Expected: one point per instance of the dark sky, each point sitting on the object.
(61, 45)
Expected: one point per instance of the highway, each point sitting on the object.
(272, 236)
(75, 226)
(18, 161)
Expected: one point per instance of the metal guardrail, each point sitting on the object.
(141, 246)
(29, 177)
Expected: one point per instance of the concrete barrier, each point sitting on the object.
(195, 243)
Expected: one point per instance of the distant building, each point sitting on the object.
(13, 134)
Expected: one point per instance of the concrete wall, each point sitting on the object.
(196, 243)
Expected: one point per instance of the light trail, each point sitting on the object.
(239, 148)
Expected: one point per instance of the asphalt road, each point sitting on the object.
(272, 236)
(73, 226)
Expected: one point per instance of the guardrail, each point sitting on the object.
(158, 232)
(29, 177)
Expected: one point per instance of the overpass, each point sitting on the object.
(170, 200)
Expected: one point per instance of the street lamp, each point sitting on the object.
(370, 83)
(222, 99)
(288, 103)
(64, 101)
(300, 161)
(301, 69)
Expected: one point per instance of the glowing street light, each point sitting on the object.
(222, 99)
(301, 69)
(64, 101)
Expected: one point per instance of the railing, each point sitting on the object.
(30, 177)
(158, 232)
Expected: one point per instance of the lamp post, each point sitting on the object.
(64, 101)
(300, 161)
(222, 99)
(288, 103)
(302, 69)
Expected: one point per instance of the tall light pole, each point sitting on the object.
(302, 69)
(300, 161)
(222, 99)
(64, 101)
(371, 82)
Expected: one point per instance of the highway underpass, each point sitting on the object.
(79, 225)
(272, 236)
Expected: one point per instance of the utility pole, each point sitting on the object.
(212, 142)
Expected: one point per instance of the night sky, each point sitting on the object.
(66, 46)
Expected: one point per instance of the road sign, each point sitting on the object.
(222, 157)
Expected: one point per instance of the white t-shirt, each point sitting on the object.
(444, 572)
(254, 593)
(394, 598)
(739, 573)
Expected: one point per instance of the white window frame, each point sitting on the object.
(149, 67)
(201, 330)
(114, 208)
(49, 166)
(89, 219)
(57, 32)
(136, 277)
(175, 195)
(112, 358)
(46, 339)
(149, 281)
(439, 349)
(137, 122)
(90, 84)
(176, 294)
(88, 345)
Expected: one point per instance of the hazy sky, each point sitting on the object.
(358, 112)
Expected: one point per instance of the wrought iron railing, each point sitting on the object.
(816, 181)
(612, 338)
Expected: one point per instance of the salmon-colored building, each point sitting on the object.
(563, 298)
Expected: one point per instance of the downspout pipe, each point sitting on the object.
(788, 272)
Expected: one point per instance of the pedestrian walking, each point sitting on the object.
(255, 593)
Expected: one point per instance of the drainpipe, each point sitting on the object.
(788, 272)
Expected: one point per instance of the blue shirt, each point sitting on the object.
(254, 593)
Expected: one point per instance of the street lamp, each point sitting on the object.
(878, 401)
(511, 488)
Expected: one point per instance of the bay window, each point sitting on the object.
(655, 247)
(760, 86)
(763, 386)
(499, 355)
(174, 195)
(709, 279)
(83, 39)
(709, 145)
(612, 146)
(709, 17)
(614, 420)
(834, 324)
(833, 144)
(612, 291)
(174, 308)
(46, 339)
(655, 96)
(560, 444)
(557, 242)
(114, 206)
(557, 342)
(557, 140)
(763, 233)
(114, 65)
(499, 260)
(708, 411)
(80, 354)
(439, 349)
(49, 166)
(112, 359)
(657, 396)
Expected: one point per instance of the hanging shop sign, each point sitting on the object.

=====

**Task**
Output the complete data exactly as written.

**Solution to the problem**
Expected: one point per instance of the dark sky, each point sitting on the object.
(61, 45)
Expected: one point per instance of the highway, each point sitting on the object.
(272, 236)
(75, 226)
(18, 161)
Expected: one point per instance of the metal guardrail, each point sitting on the object.
(141, 246)
(29, 177)
Expected: one point per instance of the concrete barrier, each point sitting on the object.
(195, 243)
Expected: one point per instance of the distant building, each point sitting on the object.
(13, 134)
Expected: one point per instance of the concrete wall, each point sitting on the object.
(196, 243)
Expected: one point per instance of the light trail, each point sitting on the object.
(239, 148)
Expected: one point per instance of the asphalt road, each point sitting on the object.
(272, 236)
(73, 226)
Expected: one point per instance of the guardrail, each point sitting on the object.
(158, 232)
(29, 177)
Expected: one point per instance of the overpass, each point sitting on the object.
(170, 200)
Expected: one point per instance of the street lamp, each point sitting on the object.
(370, 83)
(222, 99)
(288, 103)
(64, 101)
(300, 161)
(301, 69)
Expected: one point per instance of the glowing street light, each point sitting on the object.
(222, 99)
(301, 69)
(64, 101)
Expected: one point per instance of the railing, each point sitting on the object.
(30, 177)
(158, 232)
Expected: one point per instance of the lamp post, each point sitting on the object.
(64, 101)
(300, 161)
(222, 99)
(288, 103)
(302, 69)
Expected: one point per instance of the tall light pole, each point sitting on the object.
(302, 69)
(300, 161)
(222, 99)
(64, 101)
(371, 82)
Expected: one point per instance of the highway underpass, each point sitting on the object.
(79, 225)
(272, 236)
Expected: one point per instance of the utility pole, each point sitting on the object.
(212, 142)
Expected: one point per instance of the night sky, each point sitting on the object.
(66, 46)
Expected: one point per instance of the road sign, each point sitting on the object.
(222, 157)
Expected: one point per instance of the white t-shirt, each point sitting on the object.
(444, 572)
(254, 593)
(394, 598)
(739, 573)
Expected: one point per instance of the white window frame, each point sitting on the object.
(149, 67)
(201, 330)
(114, 208)
(49, 166)
(89, 219)
(57, 32)
(136, 277)
(175, 195)
(112, 358)
(46, 339)
(149, 281)
(439, 349)
(137, 122)
(90, 84)
(176, 294)
(88, 345)
Expected: one point per instance of the hazy sky, each point sitting on the object.
(358, 112)
Expected: one point per instance of the wrought iron railing, each point sitting on the object.
(816, 181)
(612, 338)
Expected: one point per instance of the salmon-colored building, each point sitting on the object.
(563, 298)
Expected: one point per instance of the downspout pipe, each point sitting on the object.
(788, 272)
Expected: one point per instance of the pedestrian walking, each point sitting on the object.
(255, 593)
Expected: one point per instance of the drainpipe, each point sitting on the object.
(788, 272)
Expected: one point per instance of the blue shirt, each point sitting on the object.
(254, 593)
Expected: one point per instance of the street lamp, each point sitting on the object.
(878, 401)
(511, 488)
Expected: one point per instance of the bay window, each point sitting on the object.
(655, 247)
(760, 86)
(763, 386)
(499, 355)
(174, 195)
(709, 279)
(83, 39)
(709, 145)
(612, 146)
(709, 17)
(614, 420)
(834, 324)
(833, 144)
(612, 291)
(174, 308)
(46, 339)
(655, 96)
(560, 444)
(557, 242)
(114, 206)
(557, 342)
(557, 140)
(763, 233)
(114, 65)
(499, 260)
(708, 411)
(80, 354)
(439, 349)
(49, 166)
(112, 359)
(657, 396)
Expected: one point per instance of the hanging shop sign, each point sitting on the object.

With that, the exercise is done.